* [Given task]:
Pull out each line of the records below that contains the string "knife", copying every such line in full. Matching is case-sensitive.

─── Supplied records

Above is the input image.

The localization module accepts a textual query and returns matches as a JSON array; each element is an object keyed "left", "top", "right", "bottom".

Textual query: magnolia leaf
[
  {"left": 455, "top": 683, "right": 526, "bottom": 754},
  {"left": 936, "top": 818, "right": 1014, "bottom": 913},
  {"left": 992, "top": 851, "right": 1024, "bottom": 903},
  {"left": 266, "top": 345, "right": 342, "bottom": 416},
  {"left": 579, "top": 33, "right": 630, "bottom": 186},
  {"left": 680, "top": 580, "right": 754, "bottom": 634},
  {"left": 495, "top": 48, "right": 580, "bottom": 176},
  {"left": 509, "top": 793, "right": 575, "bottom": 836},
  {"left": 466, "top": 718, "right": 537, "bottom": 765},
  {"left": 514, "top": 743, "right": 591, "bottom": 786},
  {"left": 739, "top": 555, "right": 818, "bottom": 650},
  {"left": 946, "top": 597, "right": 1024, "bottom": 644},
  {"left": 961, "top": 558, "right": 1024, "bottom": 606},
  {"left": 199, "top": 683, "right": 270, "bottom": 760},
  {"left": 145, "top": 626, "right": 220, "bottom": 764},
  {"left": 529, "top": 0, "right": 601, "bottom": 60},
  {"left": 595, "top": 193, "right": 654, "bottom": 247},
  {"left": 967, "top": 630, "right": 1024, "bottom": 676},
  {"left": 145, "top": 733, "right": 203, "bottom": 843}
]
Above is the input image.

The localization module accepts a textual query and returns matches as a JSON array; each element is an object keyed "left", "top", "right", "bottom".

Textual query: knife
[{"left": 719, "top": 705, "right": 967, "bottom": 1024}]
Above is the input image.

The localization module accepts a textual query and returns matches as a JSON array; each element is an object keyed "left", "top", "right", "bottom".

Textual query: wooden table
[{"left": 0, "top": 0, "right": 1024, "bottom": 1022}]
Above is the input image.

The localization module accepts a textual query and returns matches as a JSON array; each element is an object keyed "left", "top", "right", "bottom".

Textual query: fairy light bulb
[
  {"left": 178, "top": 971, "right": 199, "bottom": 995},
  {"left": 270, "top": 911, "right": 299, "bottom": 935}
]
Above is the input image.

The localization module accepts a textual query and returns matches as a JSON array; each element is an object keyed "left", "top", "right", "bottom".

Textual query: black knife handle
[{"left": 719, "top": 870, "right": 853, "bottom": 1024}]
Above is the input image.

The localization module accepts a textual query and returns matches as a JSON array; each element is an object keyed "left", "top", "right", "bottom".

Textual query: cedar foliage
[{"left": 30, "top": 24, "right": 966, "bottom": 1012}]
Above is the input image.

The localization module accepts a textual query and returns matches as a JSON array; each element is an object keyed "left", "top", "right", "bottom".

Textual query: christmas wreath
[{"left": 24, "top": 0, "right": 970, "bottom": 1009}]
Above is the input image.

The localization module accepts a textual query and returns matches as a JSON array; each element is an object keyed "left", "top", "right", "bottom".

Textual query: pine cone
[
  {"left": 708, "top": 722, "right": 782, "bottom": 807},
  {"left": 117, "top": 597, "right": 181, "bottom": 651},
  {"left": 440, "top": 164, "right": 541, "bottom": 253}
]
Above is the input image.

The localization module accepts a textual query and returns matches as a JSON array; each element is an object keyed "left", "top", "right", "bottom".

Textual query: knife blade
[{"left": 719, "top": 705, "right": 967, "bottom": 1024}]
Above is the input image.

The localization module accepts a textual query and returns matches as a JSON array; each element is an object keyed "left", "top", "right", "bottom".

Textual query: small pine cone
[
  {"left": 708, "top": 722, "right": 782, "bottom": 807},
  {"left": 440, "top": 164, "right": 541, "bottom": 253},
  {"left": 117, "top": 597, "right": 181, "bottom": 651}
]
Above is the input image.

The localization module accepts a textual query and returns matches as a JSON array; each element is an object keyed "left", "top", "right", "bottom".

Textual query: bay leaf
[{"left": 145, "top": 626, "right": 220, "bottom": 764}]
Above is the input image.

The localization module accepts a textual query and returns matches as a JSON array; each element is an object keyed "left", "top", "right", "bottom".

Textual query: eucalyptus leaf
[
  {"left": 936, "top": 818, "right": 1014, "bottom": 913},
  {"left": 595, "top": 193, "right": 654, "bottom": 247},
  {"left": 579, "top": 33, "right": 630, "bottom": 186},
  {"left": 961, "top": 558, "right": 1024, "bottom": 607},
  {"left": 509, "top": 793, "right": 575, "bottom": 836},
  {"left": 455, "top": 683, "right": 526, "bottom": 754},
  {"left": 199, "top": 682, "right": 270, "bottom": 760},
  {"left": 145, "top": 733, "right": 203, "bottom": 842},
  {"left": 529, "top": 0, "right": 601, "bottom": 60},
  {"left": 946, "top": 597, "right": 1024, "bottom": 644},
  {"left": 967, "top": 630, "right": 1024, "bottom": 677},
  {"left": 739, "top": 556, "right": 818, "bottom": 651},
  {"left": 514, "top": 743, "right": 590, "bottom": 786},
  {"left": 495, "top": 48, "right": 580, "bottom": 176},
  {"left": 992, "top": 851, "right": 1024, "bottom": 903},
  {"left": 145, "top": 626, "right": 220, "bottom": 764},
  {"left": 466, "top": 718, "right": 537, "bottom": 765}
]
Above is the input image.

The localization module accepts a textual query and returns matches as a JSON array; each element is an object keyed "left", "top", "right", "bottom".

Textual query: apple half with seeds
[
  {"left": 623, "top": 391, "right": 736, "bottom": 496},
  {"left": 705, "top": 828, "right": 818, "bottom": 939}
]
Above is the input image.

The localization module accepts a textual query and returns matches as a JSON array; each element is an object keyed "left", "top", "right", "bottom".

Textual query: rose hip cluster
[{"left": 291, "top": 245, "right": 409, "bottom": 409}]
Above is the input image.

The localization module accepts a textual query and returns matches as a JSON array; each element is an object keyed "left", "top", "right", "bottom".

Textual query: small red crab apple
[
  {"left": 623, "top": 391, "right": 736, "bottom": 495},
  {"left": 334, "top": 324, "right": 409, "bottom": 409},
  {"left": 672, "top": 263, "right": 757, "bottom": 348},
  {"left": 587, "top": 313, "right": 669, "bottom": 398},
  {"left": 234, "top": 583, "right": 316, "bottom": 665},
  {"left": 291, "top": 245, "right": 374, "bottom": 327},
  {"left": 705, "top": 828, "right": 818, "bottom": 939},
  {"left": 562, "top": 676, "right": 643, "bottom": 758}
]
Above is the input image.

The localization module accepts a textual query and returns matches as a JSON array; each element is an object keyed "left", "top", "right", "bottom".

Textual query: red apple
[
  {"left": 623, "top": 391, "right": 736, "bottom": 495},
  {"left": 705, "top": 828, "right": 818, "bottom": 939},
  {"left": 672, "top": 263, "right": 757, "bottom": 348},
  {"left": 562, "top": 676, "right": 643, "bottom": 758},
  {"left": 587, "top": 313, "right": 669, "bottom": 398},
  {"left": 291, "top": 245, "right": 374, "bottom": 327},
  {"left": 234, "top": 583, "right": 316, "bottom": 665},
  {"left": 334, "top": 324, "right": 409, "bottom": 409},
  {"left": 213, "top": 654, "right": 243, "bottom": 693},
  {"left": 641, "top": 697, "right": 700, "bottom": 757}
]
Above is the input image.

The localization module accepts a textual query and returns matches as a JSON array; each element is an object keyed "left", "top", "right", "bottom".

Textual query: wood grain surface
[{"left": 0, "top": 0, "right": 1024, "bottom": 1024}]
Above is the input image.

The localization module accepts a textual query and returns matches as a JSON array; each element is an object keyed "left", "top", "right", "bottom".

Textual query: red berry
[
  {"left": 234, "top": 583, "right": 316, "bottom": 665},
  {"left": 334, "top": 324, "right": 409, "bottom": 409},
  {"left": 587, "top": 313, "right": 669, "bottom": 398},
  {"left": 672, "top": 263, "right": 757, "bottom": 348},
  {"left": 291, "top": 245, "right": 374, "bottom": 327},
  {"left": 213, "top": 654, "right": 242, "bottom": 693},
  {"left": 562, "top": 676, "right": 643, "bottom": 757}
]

──────

* [Completed task]:
Textual query: knife
Textual query: black knife handle
Textual query: knife blade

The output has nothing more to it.